◆ **What you are asked to do**
The required output is the exact sequence of lines from the line holding "of the grass" to the end of the records, inclusive.

◆ **Record set**
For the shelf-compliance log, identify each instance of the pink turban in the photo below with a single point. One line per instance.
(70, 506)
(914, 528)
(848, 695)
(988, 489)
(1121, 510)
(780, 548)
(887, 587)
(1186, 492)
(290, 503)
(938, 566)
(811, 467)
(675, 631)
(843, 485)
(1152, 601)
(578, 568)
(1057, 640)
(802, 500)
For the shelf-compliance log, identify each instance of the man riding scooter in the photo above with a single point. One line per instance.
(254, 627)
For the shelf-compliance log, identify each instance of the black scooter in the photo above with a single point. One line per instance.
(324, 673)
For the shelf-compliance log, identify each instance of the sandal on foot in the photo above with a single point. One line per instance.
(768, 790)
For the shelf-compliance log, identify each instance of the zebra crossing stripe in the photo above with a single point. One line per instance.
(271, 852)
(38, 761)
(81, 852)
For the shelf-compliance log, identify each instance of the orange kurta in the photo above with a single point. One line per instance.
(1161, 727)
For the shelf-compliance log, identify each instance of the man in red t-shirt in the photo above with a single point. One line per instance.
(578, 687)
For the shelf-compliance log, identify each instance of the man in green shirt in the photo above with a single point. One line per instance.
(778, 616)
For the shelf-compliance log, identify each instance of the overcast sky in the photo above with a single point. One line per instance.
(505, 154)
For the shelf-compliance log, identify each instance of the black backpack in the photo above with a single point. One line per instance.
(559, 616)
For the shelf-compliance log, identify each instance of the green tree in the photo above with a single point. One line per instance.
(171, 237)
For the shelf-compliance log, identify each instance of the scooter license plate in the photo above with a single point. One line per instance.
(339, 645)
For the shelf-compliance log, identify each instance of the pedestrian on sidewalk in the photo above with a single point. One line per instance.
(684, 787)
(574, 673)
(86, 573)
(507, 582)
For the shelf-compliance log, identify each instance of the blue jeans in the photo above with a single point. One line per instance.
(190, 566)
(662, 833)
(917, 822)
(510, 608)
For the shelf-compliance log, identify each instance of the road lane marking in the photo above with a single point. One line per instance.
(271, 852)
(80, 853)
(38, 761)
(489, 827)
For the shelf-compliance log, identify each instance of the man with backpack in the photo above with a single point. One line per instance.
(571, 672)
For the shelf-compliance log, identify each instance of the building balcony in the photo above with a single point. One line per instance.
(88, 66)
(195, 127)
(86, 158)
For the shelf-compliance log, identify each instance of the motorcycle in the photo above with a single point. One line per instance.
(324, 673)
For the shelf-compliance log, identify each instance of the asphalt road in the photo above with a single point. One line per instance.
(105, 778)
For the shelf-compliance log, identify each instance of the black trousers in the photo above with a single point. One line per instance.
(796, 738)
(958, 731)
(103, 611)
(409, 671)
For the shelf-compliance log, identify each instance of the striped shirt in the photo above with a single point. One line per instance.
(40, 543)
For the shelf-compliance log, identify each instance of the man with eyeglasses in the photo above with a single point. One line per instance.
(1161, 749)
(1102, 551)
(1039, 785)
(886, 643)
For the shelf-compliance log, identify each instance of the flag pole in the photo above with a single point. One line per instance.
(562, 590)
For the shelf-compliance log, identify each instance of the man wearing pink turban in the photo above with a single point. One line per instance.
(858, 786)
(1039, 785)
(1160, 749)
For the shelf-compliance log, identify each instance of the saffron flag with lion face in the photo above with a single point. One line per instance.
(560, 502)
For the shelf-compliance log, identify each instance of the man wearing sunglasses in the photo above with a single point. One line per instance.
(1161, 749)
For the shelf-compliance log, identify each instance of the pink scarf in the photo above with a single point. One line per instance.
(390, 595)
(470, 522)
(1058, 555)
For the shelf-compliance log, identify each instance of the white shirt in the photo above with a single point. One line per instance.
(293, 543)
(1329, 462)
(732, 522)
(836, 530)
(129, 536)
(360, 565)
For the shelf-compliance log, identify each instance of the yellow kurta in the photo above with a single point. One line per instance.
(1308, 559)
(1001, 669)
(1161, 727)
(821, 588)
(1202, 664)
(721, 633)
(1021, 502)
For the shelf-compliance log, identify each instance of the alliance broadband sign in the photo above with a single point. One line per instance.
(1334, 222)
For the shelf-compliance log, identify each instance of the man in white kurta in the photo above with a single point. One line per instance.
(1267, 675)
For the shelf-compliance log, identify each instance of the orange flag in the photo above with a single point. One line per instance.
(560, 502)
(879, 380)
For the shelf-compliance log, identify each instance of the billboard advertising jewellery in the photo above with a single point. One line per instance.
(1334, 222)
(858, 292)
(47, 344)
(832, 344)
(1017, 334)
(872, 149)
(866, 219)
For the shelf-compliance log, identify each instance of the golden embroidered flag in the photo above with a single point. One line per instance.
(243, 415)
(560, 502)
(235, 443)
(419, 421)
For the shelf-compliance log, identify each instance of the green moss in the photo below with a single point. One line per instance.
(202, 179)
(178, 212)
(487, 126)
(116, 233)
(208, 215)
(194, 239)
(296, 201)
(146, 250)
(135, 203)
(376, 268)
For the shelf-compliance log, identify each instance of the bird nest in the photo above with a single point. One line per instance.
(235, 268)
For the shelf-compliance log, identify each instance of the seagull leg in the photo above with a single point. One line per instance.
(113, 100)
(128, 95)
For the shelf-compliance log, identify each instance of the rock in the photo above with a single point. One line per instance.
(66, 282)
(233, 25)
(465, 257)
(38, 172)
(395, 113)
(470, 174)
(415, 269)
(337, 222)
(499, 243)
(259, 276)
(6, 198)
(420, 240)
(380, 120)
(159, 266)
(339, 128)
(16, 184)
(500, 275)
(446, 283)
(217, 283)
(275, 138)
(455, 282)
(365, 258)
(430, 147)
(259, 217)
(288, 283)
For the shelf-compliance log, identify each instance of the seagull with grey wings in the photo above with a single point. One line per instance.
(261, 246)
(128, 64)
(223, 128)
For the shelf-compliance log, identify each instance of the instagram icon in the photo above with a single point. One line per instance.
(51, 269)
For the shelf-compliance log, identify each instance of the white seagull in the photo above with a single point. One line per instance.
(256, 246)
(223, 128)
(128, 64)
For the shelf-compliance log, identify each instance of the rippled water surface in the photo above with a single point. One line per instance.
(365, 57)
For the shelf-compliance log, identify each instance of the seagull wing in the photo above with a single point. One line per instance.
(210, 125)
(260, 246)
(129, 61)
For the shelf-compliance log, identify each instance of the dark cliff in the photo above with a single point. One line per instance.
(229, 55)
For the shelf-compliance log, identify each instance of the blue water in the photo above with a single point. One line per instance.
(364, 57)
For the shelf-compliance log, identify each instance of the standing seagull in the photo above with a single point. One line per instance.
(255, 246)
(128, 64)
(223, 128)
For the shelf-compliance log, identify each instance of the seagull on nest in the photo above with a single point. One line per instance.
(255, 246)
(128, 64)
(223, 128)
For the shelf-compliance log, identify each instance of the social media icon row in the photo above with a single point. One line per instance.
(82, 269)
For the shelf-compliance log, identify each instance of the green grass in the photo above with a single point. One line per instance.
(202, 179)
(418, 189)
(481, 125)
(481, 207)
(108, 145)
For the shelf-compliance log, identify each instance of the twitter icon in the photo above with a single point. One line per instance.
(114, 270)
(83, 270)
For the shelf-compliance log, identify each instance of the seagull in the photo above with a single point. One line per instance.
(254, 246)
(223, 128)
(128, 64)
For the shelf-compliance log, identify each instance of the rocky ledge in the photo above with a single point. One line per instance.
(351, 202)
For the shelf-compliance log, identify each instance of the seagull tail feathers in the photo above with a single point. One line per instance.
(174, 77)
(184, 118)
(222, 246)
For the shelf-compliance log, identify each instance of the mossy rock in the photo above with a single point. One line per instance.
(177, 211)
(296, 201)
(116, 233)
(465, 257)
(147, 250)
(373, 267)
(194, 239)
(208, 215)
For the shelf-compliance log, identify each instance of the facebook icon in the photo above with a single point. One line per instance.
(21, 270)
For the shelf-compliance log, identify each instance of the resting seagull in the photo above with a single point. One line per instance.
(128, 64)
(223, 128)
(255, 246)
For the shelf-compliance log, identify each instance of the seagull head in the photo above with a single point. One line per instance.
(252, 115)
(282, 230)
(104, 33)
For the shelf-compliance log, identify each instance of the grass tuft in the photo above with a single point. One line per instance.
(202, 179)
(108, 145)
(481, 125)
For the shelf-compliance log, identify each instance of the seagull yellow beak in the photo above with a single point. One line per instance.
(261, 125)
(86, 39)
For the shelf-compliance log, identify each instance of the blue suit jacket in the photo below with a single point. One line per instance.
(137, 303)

◆ **Reply**
For the shelf-compliance log, identify each instance of the grass tuft in the photo above with a single point. One line per instance.
(202, 179)
(108, 145)
(481, 125)
For the shelf-compliance log, identify each instance of the seagull yellow beak in the photo above with a single point. One line per instance.
(261, 125)
(86, 39)
For the shelf-compliance log, identify each instance of the blue suit jacket in the photo below with a single point. One line per instance.
(137, 303)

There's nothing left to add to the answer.